◆ Requirement
Copy out all the records, word for word.

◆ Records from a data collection

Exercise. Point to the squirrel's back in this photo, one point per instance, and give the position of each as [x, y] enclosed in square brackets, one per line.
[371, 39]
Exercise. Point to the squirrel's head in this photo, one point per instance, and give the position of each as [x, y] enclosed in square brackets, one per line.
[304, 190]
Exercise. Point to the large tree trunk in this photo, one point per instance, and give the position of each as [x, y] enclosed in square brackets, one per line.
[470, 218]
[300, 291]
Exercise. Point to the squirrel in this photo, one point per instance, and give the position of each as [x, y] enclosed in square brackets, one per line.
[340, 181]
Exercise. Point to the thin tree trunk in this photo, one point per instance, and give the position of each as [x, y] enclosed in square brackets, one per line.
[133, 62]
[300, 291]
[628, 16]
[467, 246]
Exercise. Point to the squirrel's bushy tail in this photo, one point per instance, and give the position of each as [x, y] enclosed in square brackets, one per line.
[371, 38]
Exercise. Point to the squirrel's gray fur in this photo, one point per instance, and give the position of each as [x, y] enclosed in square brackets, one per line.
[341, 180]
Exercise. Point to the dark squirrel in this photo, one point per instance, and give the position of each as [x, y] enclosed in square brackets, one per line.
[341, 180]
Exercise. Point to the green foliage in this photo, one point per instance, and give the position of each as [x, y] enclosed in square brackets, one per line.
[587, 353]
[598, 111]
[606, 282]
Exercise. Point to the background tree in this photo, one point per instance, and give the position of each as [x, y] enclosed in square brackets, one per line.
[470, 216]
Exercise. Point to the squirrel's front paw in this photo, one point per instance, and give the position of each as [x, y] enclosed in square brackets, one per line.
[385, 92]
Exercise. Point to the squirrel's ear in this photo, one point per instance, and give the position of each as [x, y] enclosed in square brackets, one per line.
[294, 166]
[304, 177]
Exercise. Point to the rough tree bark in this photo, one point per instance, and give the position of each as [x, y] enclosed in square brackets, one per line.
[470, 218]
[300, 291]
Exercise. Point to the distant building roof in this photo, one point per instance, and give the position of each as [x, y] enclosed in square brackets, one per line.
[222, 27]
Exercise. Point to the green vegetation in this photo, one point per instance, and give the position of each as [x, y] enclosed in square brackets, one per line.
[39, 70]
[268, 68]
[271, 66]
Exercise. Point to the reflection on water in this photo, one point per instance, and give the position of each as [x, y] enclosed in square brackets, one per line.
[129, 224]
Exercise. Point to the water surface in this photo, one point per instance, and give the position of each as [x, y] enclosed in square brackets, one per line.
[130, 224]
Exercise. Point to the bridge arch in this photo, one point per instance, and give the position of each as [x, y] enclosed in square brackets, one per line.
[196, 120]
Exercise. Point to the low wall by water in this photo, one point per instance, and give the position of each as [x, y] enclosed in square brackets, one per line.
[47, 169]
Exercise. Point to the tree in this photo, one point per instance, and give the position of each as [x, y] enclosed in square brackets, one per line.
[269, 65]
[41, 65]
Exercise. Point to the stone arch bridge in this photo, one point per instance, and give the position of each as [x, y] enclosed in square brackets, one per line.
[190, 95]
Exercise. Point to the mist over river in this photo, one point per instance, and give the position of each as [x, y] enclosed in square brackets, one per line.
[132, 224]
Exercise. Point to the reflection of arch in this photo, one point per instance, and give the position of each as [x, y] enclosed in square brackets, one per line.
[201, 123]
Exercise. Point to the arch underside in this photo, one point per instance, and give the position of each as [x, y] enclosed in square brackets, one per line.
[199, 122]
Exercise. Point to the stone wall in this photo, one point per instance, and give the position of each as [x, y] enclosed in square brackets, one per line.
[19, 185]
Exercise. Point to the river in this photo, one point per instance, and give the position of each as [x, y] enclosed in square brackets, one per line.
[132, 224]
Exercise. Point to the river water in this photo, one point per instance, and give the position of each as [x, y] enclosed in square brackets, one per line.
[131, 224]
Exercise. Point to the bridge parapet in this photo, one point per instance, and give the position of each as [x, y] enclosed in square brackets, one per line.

◆ Written reply
Exercise. Point to the squirrel's back in this photo, one point per instance, and give the position of each as [x, y] enclosed in square brackets, one per line.
[371, 39]
Exercise. Point to the squirrel's head in this photo, one point per instance, and give the position of each as [x, y] enclosed in square brackets, one per line.
[304, 190]
Exercise. Point to the large tree trunk in this photo, one point per instance, and give the position of each as [x, y] enclosed in square brackets, one per line.
[470, 218]
[300, 291]
Exercise. Point to the squirrel in this photo, one point per instance, and give the position of each as [x, y] enclosed in square brackets, one per line.
[340, 181]
Exercise. Point to the thin tree trunk in this photo, one point per instance, and give the position of each as [x, y] enclosed in square brackets, one per line.
[133, 62]
[300, 291]
[628, 16]
[467, 246]
Exercise. Point to the squirrel's bushy tail in this photo, one point per instance, and give the position of each as [x, y] enclosed in square brackets, one per line.
[371, 38]
Exercise. Point to the squirrel's gray fur in this photo, one point per instance, and give the position of each as [x, y] enclosed in square brackets, one per line.
[341, 180]
Exercise. Point to the dark squirrel in this photo, one point per instance, and give the position of each as [x, y] enclosed in square brackets, one per line.
[341, 180]
Exercise. Point to the green foliage in this photo, one point per instance, and give the position of each as [x, y] enclosed in square brackets, one per line.
[587, 353]
[598, 111]
[606, 282]
Exercise. Point to the background tree in this photo, one point per instance, and give the position of each as [x, y] enclosed in square brackets, one per line.
[470, 216]
Exercise. Point to the squirrel's front paw in this photo, one point per instance, and give the position of each as [x, y] enclosed in square brackets, one per line.
[385, 92]
Exercise. Point to the squirrel's ear in this photo, one point per instance, and give the position of each as [x, y] enclosed in square brackets, one per line.
[294, 166]
[304, 177]
Exercise. Point to the rough tree bark in this photo, one point per instance, and give the position of each as [x, y] enclosed in square brackets, one per line.
[470, 218]
[300, 291]
Exercise. Point to the distant building roof in this photo, one point per instance, and give the position of each as [x, y] enclosed in square brackets, one per line.
[222, 27]
Exercise. Point to the green vegetation in this photo, one point per instance, and give the position of each as [x, y] enclosed in square brackets, one per line.
[39, 70]
[268, 68]
[271, 66]
Exercise. Point to the reflection on water in this photo, one point per instance, and give the position of each as [x, y] enclosed in square brackets, one per line.
[129, 224]
Exercise. Point to the water surface in this photo, one point per instance, and give the position of each as [x, y] enclosed in square brackets, one per line.
[130, 224]
Exercise. Point to the bridge arch in this photo, one point per instance, and give the position of each as [x, y] enclosed in square brackets, one per line.
[196, 120]
Exercise. Point to the low wall by water in this photo, one point per instance, and give the position of each as [x, y] enclosed in square brackets, one per line.
[47, 169]
Exercise. Point to the tree in this photo, one point per instance, and give the position of each as [x, y] enclosed in square brackets, one per line.
[269, 65]
[41, 65]
Exercise. Point to the stone arch bridge in this photo, one point per instance, and give the position of each as [x, y] enclosed in square brackets, one per line.
[190, 95]
Exercise. Point to the mist over river in this photo, one point per instance, and give the position of each as [x, y] enclosed in square brackets, one per line.
[132, 224]
Exercise. Point to the reflection of arch in this photo, one point per instance, and give the position of each as [x, y] enclosed in square brackets, one per line.
[201, 123]
Exercise. Point to the arch underside in this photo, one point per instance, and give the position of each as [x, y] enclosed in square brackets, one per line.
[199, 122]
Exercise. Point to the stone wall in this photo, one point per instance, and give the position of each as [x, y] enclosed in square brackets, one per line.
[19, 185]
Exercise. Point to the river in this photo, one point per instance, and give the position of each as [x, y] enclosed in square brackets, one per line.
[132, 224]
Exercise. Point to the river water in this photo, one point per instance, and give the position of each as [x, y] enclosed in square brackets, one per line.
[131, 224]
Exercise. Point to the bridge parapet in this photo, one point per instance, and give the position of each as [x, y] enclosed in square brackets, one per line.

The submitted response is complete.